= Text excerpt =
## Start
ORIGEN; Herein we ought to be imitators of the disciples, that when any question of doubt arises among us, and we find not how to settle it, we should with one consent go to Jesus, Who is able to enlighten the hearts of men to the explication of every perplexity. We shall also consult some of the doctors, who are thought most eminent in the Churches. But in that they asked this question, the disciples knew that there was not an equality among the saints in the kingdom of heaven; what they yet sought to learn was, how they were so, and lived as greater and less. Or, from what the Lord had said above, they knew who was the best and who was great; but out of many great, who was the greatest, this was not clear to them.

JEROME; Jesus seeing their thoughts would heal their ambitious strivings, by arousing an emulation in lowliness; whence it follows, And Jesus calling a little child, set him in the midst of them.

CHRYS; He chose, I suppose, quite an infant, devoid of any of the passions.
## End
= Task 1 =
Please extract the part of the commentary excerpt from "ORIGEN; Herein we" to "clear to them.", word for word.

Data records:
## Start
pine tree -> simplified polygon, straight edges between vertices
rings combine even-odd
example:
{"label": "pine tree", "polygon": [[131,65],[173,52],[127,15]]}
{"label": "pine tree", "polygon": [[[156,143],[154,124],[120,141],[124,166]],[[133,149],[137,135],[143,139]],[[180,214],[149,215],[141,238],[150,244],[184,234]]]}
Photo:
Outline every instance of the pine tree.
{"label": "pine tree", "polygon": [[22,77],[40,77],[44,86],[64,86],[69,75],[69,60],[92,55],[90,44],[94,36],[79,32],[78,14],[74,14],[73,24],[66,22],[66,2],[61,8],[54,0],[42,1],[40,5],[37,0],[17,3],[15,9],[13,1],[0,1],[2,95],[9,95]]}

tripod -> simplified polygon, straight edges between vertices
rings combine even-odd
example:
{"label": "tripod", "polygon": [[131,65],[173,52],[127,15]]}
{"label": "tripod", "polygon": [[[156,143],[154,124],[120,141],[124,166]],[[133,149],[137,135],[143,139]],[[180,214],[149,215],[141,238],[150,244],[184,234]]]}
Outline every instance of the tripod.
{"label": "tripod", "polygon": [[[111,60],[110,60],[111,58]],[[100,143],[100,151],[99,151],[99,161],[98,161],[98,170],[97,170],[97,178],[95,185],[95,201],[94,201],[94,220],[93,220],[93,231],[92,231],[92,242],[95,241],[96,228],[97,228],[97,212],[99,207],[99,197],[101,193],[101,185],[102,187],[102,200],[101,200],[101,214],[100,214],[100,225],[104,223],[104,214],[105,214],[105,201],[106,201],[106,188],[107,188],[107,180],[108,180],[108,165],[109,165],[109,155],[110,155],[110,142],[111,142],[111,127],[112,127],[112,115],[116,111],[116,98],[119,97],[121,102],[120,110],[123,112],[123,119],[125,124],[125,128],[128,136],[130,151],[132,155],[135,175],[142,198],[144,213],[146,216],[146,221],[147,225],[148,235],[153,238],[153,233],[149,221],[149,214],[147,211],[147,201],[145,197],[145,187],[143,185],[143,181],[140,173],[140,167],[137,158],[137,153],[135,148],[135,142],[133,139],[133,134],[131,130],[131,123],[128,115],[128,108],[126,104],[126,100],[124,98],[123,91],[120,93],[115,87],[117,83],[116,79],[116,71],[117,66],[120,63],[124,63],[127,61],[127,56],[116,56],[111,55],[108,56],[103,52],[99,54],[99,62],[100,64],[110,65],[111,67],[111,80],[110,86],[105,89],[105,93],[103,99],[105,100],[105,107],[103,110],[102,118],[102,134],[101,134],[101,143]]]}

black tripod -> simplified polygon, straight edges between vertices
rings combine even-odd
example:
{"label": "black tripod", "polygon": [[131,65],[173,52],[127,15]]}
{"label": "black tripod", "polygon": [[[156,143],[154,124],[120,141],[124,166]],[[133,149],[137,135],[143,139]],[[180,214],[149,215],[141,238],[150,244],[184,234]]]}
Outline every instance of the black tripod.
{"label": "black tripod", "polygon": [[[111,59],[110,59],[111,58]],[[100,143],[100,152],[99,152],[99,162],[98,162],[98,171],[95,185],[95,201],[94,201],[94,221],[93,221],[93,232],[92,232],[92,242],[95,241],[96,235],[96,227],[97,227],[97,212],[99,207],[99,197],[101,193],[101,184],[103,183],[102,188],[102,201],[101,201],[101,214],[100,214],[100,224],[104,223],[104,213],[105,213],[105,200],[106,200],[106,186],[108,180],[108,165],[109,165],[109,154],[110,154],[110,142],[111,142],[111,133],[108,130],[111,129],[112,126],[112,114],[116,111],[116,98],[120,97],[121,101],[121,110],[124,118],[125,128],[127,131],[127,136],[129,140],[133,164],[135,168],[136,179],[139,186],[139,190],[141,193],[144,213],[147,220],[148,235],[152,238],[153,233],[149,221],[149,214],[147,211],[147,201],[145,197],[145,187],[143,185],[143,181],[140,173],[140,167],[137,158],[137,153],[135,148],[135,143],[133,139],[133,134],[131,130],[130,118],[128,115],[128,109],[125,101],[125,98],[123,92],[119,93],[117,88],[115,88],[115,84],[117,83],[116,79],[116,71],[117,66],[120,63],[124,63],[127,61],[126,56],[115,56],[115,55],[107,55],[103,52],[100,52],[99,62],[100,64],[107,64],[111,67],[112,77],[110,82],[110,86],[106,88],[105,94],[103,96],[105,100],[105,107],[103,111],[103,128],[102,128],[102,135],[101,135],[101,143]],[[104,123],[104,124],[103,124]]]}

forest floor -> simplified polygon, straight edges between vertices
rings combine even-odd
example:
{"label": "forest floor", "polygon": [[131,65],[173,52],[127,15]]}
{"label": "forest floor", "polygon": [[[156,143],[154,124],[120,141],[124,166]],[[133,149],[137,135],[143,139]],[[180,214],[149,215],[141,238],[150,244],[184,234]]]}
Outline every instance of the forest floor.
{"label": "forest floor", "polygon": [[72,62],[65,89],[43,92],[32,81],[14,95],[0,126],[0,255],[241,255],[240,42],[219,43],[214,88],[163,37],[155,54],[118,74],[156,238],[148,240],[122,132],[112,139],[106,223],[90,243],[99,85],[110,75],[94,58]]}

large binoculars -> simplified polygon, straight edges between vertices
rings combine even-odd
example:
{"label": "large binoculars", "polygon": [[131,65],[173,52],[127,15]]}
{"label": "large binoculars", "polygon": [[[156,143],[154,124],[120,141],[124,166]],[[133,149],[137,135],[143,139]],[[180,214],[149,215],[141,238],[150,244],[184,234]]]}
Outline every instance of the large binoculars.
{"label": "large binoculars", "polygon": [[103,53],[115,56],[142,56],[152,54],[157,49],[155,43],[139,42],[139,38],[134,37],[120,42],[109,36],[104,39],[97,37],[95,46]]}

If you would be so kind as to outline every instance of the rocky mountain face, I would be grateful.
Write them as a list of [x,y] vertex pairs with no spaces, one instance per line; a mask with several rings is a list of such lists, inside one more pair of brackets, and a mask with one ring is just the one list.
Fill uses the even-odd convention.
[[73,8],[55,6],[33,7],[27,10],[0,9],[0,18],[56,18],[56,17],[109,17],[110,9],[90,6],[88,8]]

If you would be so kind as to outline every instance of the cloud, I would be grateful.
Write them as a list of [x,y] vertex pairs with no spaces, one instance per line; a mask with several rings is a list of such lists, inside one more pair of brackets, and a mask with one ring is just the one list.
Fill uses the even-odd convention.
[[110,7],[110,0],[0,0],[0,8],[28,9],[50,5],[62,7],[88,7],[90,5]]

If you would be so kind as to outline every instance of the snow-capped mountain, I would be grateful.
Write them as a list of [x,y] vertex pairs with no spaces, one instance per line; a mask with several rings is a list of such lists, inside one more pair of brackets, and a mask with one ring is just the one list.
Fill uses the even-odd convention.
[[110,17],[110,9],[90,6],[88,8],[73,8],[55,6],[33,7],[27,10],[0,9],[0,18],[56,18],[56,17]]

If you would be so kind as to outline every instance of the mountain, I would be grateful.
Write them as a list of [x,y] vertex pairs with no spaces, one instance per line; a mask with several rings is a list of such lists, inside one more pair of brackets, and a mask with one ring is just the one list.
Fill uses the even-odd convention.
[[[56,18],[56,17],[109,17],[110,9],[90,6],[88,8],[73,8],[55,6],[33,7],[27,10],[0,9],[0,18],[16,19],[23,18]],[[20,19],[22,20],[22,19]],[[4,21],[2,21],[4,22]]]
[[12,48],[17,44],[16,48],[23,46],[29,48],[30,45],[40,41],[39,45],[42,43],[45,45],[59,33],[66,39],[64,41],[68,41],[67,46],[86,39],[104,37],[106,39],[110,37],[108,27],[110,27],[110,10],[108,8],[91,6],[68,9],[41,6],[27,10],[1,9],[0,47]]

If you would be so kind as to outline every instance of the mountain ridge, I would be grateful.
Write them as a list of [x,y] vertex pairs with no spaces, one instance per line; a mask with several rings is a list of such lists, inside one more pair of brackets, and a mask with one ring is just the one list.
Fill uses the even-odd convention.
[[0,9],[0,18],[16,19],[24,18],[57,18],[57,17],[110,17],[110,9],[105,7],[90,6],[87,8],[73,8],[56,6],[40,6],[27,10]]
## End
= Task 2 =
Pull out every line of the entries above that contains the word "between", matching its case.

= Exercise result 1 =
ORIGEN; Herein we ought to be imitators of the disciples, that when any question of doubt arises among us, and we find not how to settle it, we should with one consent go to Jesus, Who is able to enlighten the hearts of men to the explication of every perplexity. We shall also consult some of the doctors, who are thought most eminent in the Churches. But in that they asked this question, the disciples knew that there was not an equality among the saints in the kingdom of heaven; what they yet sought to learn was, how they were so, and lived as greater and less. Or, from what the Lord had said above, they knew who was the best and who was great; but out of many great, who was the greatest, this was not clear to them.

= Exercise result 2 =
pine tree -> simplified polygon, straight edges between vertices
tripod -> simplified polygon, straight edges between vertices
black tripod -> simplified polygon, straight edges between vertices
forest floor -> simplified polygon, straight edges between vertices
large binoculars -> simplified polygon, straight edges between vertices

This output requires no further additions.